[START OF Quoted text]
Hey kids, can you spell SACRIFICED TO A DRAGON???? All of the dragonlords are kinda dinguses. Silumgar sees humans as pathetic little slaves, Atarka and Kologhan see us as yum yum tasty snacks. Sure Ojutai is sorta down with them, but he's a historical revisionist in the worst way (also he killed like, a lot of people). Dromoka also took a thriving culture that respected their ancestors and said "Nah" torchin their sacred place and killing off all it's practitioners. These are tyrants my dude, baaad place to live.

Kaladesh - 5

DING DING DING, bigggg winner over her folks. Kaladesh was a sick place to live for the average joe before the rebellion and it just got better. Sure the consulate sucked before the rebellion but they pretty much just restricted inventors. If you were just like, an accountant, or something you'd be totally fine. And now, after the Consulate got thwacked, life's even better since all this sweet new tech will definitely be making life way easier and way cooler. Two thumbs up for Kaladesh baby!

Amonkhet - 1

This plane empty, YEET!

Ixalan - 3

Ixalan has potential, I'm not sure how things are outside of the factions we've seen but I'm sure there's a place for you. Only problem though is that the factions we know of kinda suck for the normal citizen. Sure the Merfolk and Sun Empire won't really impact your day to day, but the pirates and vampires might. Pirates suck if you're just trying to make your living trading or sailing and the Dusk Legion, for all that they try, still drink the occasional citizen. It's just an okay place to settle down, certainly not somewhere I'd try.
[END OF Quoted text]
[START OF Source data]
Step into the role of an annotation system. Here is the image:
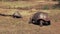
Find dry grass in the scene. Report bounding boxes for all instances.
[0,2,60,34]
[END OF Source data]
▶ [Stated exercise]
From the ranking of planes as places to live, reproduce the passage that opens with the words containing "Hey kids, can" and closes with "place to live.".

▶ [Expected answer]
Hey kids, can you spell SACRIFICED TO A DRAGON???? All of the dragonlords are kinda dinguses. Silumgar sees humans as pathetic little slaves, Atarka and Kologhan see us as yum yum tasty snacks. Sure Ojutai is sorta down with them, but he's a historical revisionist in the worst way (also he killed like, a lot of people). Dromoka also took a thriving culture that respected their ancestors and said "Nah" torchin their sacred place and killing off all it's practitioners. These are tyrants my dude, baaad place to live.